══ ARTICLE

As if in a dream, I saw an old friend rounding The Point the other day. On yet another walk, Marissa was 5 full miles from our old neighborhood in Rosslyn. Though it had been 3 years since we had spoken, she recognized me immediately, in spite of my shorter hair and beard.
A curiosity who became an acquaintance who became a friend, I first noticed her as she powered through epic daily walks no matter the weather. It was her pale stateliness combined with her peculiar attire that first caught my eye: she was always dressed with slight formality, with some kind of hat, and would always wear what looked like gardening gloves, even when her arms were bare. Though she appeared to be past middle age, she took big strides with her long legs, fairly floating over the path.

════

• REQUIRED TASK A:
Find every line in the records that contains the word "wall" and copy each of those lines.
The records have no connection to the text above.

══ MATERIAL PROVIDED

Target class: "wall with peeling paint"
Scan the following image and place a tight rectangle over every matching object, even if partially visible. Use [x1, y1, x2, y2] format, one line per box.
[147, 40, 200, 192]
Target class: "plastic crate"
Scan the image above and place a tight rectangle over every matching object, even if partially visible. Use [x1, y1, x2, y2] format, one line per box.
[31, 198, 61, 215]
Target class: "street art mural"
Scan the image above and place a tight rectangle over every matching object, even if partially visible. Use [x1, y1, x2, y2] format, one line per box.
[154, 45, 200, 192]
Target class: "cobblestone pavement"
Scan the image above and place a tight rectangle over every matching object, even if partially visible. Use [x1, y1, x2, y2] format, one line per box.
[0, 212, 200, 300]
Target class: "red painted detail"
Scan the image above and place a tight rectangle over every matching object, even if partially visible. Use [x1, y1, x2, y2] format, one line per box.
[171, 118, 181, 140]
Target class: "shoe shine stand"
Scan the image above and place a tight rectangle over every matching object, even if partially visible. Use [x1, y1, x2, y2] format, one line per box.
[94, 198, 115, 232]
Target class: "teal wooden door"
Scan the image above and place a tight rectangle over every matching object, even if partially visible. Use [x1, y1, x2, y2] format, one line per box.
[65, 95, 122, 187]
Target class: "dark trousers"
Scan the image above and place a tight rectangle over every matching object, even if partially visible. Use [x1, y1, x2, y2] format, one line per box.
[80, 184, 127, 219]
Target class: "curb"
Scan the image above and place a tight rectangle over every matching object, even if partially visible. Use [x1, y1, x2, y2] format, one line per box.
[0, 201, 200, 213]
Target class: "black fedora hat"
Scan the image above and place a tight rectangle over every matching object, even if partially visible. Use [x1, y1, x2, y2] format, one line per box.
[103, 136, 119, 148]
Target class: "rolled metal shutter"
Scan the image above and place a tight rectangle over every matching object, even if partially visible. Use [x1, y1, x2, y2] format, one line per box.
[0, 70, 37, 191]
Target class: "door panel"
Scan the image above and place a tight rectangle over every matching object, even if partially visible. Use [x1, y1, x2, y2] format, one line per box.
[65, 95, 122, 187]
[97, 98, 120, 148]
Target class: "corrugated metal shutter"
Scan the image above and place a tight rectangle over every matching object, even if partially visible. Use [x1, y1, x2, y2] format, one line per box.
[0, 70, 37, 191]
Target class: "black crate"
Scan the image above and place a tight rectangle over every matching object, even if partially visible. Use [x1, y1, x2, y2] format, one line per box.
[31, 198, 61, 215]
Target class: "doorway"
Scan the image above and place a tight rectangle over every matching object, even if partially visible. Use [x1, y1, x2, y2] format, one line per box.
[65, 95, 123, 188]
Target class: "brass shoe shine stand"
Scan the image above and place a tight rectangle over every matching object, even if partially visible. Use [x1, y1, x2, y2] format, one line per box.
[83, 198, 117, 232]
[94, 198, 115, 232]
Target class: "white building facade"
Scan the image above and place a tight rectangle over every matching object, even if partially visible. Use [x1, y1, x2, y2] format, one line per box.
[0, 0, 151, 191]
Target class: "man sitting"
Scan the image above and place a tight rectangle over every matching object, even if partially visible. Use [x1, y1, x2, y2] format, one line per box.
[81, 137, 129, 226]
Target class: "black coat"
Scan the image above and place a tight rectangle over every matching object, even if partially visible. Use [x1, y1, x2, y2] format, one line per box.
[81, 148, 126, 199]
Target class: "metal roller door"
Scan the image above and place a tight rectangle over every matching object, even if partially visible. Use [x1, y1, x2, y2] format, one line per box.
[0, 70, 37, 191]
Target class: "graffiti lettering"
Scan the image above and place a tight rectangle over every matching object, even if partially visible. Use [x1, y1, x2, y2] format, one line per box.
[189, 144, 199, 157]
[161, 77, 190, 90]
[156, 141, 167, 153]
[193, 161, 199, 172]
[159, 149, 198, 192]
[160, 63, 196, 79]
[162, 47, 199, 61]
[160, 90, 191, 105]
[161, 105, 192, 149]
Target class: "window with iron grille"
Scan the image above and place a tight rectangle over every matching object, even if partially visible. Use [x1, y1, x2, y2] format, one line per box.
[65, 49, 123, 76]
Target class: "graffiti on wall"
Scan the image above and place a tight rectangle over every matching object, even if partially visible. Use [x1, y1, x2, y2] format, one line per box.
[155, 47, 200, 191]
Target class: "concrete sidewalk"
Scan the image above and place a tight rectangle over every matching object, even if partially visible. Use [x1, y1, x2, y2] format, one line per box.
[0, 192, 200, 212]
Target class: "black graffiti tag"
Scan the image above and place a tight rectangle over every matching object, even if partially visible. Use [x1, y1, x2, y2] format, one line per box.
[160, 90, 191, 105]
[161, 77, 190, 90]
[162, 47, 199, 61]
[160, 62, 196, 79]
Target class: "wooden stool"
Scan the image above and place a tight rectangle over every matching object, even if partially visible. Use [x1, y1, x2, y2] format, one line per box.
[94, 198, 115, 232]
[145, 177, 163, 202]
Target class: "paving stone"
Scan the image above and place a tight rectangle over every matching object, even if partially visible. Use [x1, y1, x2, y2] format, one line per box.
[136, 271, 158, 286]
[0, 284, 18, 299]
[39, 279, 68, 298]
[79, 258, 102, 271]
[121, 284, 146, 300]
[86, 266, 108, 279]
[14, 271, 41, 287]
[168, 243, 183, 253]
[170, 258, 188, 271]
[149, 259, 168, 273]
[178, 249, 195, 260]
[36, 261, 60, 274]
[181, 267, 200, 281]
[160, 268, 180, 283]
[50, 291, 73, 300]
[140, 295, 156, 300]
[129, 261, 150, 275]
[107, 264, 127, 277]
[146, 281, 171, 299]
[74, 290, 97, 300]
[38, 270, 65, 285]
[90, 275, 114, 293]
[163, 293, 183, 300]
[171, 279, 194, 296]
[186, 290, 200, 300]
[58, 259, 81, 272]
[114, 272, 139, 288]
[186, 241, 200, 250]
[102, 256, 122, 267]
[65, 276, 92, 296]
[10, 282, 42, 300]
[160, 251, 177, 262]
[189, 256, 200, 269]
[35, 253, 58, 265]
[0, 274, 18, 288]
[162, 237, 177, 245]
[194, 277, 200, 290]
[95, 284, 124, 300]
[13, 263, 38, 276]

════

• REQUIRED TASK B:
Translate this sentence from the essay about Marissa into Spanish: "Though it had been 3 years since we had spoken, she recognized me immediately, in spite of my shorter hair and beard."

• EXERCISE OUTPUT A:
Target class: "wall with peeling paint"
Target class: "graffiti on wall"

• EXERCISE OUTPUT B:
Aunque hacía 3 años que no hablábamos, me reconoció de inmediato, pese a mi pelo más corto y mi barba.